Object-pointing dataset rows
+++

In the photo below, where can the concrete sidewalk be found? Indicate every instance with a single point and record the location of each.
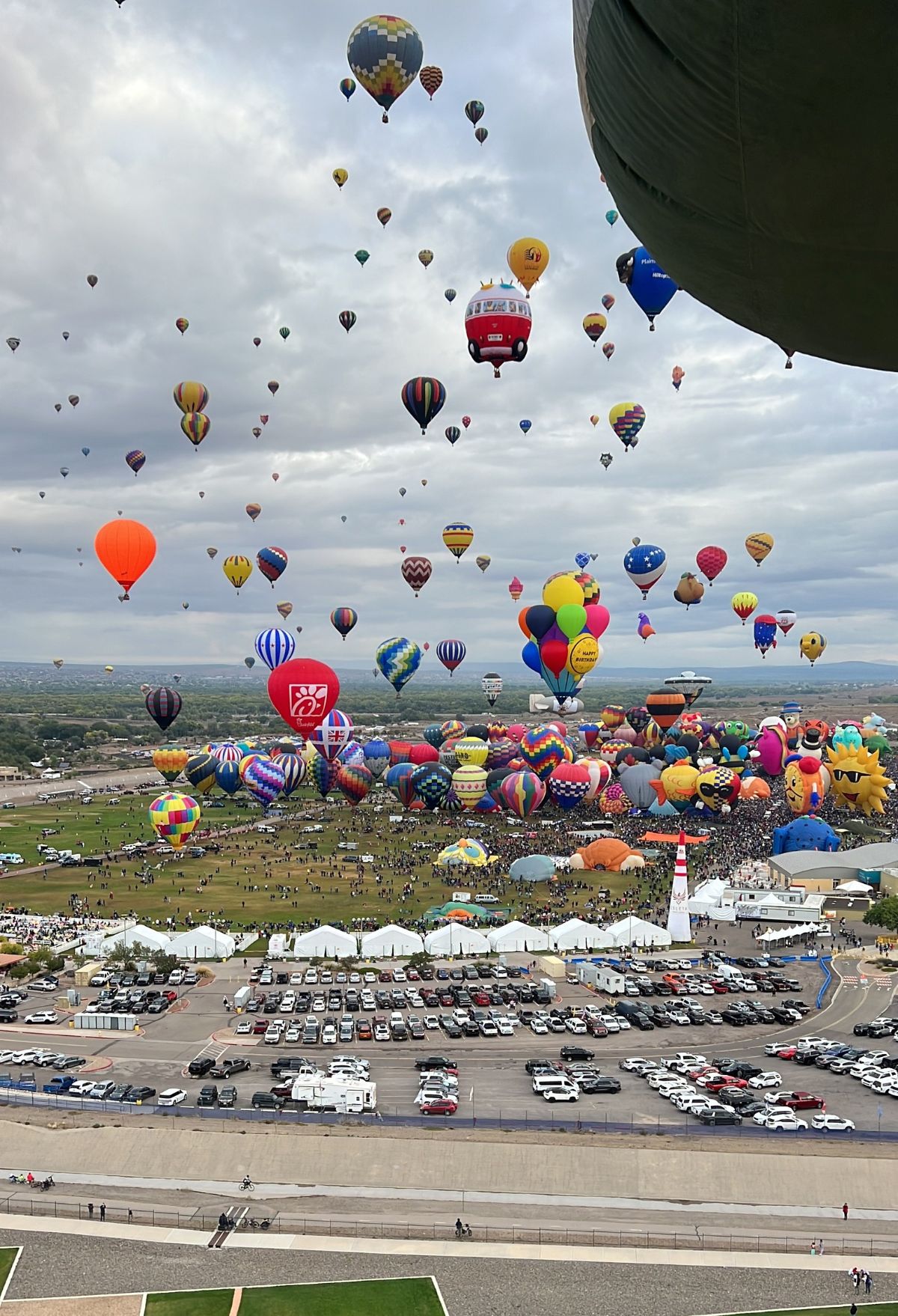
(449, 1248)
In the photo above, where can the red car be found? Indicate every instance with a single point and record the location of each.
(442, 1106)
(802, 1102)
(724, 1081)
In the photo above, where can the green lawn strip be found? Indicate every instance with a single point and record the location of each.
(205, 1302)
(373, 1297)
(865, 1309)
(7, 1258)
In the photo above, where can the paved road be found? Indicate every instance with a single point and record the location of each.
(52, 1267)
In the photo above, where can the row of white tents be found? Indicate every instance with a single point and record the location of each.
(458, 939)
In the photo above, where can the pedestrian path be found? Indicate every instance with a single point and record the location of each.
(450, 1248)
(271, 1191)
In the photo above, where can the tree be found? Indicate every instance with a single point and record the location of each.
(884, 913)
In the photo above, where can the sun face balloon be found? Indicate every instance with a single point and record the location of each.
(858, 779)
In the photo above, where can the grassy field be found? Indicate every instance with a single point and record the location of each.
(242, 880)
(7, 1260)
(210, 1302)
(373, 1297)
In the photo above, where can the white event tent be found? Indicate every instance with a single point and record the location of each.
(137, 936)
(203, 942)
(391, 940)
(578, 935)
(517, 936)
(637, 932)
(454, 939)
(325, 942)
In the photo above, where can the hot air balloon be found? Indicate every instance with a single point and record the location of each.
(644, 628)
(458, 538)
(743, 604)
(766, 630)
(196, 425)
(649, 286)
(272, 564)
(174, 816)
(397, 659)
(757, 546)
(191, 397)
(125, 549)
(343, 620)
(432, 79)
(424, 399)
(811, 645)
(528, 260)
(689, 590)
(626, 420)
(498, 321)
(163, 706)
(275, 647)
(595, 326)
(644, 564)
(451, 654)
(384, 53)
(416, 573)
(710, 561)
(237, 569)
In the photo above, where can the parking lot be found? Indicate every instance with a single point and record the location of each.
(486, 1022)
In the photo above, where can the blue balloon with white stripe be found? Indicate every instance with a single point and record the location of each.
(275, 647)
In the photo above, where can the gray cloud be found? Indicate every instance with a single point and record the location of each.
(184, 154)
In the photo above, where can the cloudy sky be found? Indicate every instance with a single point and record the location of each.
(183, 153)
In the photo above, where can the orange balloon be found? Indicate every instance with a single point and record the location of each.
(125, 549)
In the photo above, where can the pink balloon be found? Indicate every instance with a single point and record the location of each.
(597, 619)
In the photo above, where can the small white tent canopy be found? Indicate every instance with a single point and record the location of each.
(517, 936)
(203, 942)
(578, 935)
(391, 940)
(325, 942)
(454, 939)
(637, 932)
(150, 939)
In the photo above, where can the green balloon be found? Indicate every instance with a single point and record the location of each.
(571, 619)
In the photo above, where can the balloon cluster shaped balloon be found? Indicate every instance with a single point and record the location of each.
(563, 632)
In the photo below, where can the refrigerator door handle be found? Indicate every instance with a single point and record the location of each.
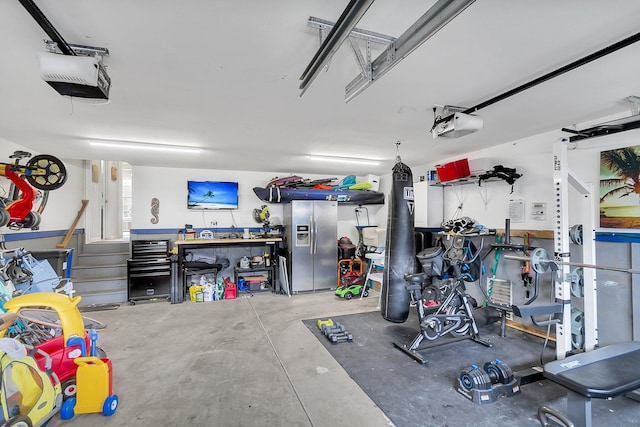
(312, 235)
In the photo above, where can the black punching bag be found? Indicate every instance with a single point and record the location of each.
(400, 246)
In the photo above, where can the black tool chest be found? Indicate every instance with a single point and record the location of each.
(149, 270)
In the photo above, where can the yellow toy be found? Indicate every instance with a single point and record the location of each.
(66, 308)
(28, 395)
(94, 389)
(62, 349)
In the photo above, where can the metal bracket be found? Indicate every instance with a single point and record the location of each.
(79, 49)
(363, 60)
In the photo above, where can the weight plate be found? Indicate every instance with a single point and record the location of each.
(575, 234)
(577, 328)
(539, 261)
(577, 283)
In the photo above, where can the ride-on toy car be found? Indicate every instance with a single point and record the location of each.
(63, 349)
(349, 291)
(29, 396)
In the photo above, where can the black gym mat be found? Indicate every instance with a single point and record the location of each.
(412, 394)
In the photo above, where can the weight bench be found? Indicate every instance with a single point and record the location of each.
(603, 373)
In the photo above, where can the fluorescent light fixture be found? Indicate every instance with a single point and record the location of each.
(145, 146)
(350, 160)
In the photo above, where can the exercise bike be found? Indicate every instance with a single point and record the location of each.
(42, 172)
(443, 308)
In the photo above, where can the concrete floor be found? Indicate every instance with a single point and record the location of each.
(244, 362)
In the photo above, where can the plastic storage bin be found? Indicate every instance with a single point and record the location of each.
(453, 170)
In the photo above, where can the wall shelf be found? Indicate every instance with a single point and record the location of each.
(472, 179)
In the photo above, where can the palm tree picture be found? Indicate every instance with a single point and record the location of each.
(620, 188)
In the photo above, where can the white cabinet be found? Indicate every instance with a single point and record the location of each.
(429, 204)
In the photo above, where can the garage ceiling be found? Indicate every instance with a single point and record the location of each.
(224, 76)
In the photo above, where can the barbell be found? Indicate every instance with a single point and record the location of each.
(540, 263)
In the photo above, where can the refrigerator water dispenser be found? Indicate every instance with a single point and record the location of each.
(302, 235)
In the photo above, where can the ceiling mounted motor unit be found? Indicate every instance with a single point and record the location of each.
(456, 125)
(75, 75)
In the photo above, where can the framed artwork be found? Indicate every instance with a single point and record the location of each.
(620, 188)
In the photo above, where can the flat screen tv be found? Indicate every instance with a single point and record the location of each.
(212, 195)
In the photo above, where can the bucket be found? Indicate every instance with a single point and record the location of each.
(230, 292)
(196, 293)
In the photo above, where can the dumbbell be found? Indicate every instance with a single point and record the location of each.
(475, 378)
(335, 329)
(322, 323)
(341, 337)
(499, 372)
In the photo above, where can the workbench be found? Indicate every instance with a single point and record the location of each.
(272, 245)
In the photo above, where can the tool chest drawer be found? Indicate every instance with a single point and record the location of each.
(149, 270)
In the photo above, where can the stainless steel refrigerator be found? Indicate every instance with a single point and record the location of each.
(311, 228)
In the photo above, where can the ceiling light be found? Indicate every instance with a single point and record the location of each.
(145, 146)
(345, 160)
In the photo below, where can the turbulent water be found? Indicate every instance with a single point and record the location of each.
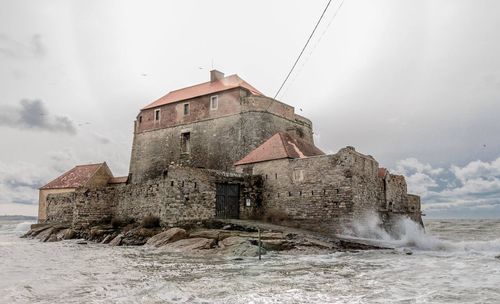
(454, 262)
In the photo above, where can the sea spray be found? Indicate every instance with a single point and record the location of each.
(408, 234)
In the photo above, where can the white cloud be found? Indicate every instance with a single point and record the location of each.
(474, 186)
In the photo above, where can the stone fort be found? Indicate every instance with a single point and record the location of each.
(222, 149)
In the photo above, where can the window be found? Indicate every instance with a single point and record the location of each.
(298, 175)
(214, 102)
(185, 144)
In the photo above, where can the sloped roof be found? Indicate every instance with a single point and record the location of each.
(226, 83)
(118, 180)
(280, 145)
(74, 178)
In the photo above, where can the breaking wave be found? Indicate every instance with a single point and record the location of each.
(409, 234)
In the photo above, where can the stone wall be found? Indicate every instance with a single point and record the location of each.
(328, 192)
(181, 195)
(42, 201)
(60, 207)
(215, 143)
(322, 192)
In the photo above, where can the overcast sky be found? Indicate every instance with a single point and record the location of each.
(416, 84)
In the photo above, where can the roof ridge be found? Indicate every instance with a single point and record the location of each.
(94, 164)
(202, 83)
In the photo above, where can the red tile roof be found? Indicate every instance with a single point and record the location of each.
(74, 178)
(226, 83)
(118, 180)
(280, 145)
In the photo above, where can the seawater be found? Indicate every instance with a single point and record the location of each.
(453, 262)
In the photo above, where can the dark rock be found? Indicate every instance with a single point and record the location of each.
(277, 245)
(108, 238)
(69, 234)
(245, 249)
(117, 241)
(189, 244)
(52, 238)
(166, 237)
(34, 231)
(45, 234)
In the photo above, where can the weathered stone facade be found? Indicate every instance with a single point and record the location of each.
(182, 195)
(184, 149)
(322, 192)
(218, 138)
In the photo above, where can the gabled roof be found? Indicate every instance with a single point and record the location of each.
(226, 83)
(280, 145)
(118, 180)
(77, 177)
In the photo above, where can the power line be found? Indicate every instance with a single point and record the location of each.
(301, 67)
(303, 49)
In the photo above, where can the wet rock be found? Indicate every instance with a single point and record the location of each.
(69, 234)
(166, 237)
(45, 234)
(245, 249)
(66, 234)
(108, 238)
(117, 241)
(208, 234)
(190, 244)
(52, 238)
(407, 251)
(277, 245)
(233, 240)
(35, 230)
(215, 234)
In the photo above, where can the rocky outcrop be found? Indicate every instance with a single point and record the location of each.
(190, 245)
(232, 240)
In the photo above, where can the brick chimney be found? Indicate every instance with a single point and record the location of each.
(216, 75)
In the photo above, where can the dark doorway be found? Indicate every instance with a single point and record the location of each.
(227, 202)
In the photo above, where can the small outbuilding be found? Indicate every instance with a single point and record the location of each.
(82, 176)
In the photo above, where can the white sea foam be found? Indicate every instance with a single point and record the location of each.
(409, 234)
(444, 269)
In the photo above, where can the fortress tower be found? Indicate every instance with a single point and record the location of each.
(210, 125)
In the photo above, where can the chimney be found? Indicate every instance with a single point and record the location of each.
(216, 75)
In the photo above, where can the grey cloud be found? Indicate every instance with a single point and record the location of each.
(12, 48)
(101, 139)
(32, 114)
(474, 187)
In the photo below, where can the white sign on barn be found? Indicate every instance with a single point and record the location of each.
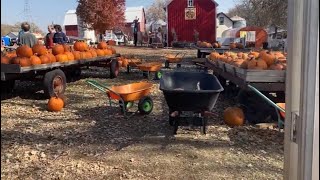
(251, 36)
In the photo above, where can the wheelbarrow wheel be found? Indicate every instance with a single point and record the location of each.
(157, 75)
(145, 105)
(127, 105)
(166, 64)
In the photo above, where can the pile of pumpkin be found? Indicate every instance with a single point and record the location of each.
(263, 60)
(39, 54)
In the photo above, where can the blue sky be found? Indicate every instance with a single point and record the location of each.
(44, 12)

+++

Please rewrite the items above, requests included, starting at the very first one and ending with the line that contains "(271, 1191)". Scale every answer coordinate by 1.85, round each result to a whole number with halves rounded up, and omit the pictures.

(RESULT OF THE EXERCISE):
In the photo below, where can the concrete sidewalk be found? Indicate every instance with a single point and record the location of each.
(831, 2309)
In the photo above, where can the red car be found? Indicate every instance with a single point and record the location of each.
(818, 2046)
(1484, 2039)
(1339, 2000)
In the photo above, where can the green lawn strip be found? Indicate every instance with a single point and record the location of each.
(379, 2409)
(690, 2399)
(1600, 2422)
(13, 2327)
In the photo above, where can the paved road be found? Indicate every instance with a single point and record the location of each.
(96, 2344)
In the photo above, where can the row of white tents be found? Indicate every instance with a single point and record the location of each.
(847, 1737)
In the photo above, where can the pedestrian path be found? Indicate every instance with a single point and record the location of each.
(833, 2309)
(501, 2203)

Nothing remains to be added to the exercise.